_Required action_.
Please take the records that follow and repeat exactly the lines starting with the line with "OBJECT = raised hand" and going on through the line with "Detect the multi-storey".

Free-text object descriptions
◆ ◆ ◆ ◆ ◆ ◆ ◆
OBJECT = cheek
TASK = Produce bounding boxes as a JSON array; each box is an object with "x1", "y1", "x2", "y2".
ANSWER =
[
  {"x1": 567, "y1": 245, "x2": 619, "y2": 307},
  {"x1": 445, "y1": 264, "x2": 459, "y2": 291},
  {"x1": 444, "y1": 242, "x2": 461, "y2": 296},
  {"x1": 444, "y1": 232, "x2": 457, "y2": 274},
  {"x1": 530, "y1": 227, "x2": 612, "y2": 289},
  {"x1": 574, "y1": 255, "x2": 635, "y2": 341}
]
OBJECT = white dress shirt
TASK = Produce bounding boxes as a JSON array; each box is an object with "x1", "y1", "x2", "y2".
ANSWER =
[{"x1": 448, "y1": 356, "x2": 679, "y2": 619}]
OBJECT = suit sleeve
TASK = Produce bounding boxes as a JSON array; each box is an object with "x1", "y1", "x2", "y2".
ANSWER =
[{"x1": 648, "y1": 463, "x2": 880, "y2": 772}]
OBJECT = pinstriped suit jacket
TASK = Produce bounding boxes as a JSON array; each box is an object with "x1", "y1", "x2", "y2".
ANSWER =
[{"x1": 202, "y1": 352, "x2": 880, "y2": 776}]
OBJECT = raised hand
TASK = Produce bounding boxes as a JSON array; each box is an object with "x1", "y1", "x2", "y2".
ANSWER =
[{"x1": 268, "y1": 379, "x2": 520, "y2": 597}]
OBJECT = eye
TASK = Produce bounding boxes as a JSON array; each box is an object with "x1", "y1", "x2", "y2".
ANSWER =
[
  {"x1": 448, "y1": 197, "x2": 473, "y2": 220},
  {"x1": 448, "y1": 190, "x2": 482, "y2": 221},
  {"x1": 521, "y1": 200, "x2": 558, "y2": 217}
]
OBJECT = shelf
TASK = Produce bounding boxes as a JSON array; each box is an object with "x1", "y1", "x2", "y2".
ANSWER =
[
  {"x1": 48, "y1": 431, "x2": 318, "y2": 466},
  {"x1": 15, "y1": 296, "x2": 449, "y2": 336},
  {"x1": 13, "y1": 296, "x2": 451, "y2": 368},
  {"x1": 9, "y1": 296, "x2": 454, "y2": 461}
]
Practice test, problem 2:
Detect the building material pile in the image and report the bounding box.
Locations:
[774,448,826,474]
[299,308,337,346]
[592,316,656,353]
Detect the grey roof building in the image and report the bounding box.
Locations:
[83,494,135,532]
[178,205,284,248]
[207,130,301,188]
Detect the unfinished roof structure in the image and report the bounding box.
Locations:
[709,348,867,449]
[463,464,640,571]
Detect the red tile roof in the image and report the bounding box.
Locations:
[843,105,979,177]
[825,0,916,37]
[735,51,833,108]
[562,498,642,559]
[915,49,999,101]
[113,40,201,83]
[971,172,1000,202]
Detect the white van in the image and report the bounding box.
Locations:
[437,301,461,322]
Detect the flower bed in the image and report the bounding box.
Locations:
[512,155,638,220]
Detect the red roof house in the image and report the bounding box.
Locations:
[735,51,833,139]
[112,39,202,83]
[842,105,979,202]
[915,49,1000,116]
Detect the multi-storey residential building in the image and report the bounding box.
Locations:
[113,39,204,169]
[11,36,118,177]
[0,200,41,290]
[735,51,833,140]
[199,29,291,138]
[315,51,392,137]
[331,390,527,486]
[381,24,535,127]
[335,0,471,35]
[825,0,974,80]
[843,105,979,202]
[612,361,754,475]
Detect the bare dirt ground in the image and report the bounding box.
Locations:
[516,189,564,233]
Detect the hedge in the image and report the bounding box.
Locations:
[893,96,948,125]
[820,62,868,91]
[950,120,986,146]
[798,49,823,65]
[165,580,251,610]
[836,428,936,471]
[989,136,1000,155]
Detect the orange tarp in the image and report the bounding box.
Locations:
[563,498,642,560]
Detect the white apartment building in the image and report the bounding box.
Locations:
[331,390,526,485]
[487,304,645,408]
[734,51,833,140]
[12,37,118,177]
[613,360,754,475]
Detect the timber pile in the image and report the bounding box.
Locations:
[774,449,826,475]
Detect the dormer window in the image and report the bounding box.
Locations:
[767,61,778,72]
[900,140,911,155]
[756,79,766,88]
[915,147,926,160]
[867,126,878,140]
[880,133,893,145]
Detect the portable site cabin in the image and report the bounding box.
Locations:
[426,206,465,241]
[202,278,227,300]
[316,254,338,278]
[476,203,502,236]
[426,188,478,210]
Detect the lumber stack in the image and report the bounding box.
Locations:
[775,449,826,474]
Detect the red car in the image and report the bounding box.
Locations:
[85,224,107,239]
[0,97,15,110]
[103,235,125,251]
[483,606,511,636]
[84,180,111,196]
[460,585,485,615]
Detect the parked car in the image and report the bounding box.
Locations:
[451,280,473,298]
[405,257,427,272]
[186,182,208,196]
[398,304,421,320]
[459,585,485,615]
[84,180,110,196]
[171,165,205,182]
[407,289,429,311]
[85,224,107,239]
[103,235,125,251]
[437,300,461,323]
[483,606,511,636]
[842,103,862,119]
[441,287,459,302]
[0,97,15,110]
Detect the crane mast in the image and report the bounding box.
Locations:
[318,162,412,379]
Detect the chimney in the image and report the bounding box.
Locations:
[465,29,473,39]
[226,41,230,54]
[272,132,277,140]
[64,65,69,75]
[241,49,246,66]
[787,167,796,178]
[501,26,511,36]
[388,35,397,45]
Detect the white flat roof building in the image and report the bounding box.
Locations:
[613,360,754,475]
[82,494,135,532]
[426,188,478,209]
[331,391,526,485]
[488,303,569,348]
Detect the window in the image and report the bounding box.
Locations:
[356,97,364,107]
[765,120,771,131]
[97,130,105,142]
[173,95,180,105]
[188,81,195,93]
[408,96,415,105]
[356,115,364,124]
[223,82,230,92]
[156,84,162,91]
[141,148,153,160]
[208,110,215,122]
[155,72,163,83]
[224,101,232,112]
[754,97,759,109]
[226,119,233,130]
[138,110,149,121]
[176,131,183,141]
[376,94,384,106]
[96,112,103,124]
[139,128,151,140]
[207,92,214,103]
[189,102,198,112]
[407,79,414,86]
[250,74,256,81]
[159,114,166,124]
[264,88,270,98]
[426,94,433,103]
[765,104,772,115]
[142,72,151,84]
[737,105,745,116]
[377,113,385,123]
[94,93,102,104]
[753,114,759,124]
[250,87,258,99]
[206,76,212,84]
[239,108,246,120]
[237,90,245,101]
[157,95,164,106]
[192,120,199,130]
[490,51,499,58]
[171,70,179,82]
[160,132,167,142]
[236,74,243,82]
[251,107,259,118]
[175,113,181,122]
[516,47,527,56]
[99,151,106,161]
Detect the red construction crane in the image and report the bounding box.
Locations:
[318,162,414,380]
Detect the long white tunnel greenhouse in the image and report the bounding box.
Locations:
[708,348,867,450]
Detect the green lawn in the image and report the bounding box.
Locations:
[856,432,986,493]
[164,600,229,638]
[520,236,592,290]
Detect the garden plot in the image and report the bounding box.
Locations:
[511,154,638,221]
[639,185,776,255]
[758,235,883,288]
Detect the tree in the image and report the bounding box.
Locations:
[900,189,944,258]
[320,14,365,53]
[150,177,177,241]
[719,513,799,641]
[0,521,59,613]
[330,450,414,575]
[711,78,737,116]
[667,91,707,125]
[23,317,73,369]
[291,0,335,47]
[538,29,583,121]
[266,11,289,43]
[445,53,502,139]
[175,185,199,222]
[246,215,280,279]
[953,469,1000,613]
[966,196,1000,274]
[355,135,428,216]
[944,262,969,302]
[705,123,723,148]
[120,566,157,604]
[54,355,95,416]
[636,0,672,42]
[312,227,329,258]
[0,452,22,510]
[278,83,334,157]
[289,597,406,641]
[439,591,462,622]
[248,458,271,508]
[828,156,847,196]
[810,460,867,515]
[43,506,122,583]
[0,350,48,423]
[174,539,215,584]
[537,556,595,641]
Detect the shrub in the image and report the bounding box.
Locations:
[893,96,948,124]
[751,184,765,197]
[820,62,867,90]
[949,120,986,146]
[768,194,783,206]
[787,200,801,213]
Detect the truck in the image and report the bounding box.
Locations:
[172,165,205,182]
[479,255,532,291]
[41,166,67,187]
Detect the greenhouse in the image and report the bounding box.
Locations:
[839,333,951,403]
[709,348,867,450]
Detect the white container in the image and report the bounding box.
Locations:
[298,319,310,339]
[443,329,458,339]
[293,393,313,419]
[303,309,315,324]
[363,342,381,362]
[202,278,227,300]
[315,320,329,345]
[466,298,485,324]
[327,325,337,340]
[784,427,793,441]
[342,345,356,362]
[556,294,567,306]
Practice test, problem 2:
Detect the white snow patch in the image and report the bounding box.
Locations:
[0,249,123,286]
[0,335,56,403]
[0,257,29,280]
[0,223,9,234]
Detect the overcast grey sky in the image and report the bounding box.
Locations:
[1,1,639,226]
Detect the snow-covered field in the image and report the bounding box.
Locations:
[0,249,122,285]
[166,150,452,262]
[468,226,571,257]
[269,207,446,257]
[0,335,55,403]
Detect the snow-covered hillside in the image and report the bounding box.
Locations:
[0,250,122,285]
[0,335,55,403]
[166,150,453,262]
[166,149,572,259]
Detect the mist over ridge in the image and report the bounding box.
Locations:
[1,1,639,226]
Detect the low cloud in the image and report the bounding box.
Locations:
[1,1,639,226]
◆ ◆ ◆ ◆ ◆ ◆ ◆
_Expected output_.
OBJECT = raised hand
TASK = Produce bounding boxes as a JSON array; each box is an object with "x1", "y1", "x2", "y2".
ANSWER =
[{"x1": 268, "y1": 379, "x2": 520, "y2": 597}]
OBJECT = eye
TASK = Produce bounding boxes as a JSON array; each box is an object with "x1", "y1", "x2", "y2".
ANSWER =
[
  {"x1": 448, "y1": 197, "x2": 473, "y2": 220},
  {"x1": 448, "y1": 190, "x2": 482, "y2": 221},
  {"x1": 521, "y1": 200, "x2": 558, "y2": 217}
]
OBJECT = shelf
TASK = Produce bounding boxes as a JSON array; each box is an object with "x1", "y1", "x2", "y2".
ANSWER =
[
  {"x1": 48, "y1": 431, "x2": 318, "y2": 466},
  {"x1": 15, "y1": 296, "x2": 449, "y2": 336},
  {"x1": 13, "y1": 296, "x2": 451, "y2": 368},
  {"x1": 9, "y1": 296, "x2": 454, "y2": 461}
]
Practice test, problem 2:
Detect the building material pile in the image and report the bounding box.
Locations:
[774,448,826,474]
[299,308,337,346]
[592,316,656,353]
Detect the grey roof building in the image and report the bounding box.
Locations:
[83,494,135,532]
[178,205,284,248]
[207,130,301,188]
Detect the unfinished roof structure in the image and report the bounding box.
Locations:
[709,348,867,449]
[463,464,640,571]
Detect the red tile roof in the image and report the bounding box.
Locations:
[843,105,979,177]
[825,0,916,37]
[735,51,833,108]
[562,498,642,559]
[915,49,999,101]
[113,40,201,83]
[971,172,1000,202]
Detect the white van in the image and report the bounding box.
Locations:
[437,301,461,322]
Detect the flower bed in the image and report the bounding box.
Locations:
[512,155,638,220]
Detect the red roof house in the image and report the bounding box.
Locations:
[735,51,833,139]
[112,39,202,83]
[842,105,979,202]
[915,49,1000,116]
Detect the multi-storey residential building in the image and report the bounding box.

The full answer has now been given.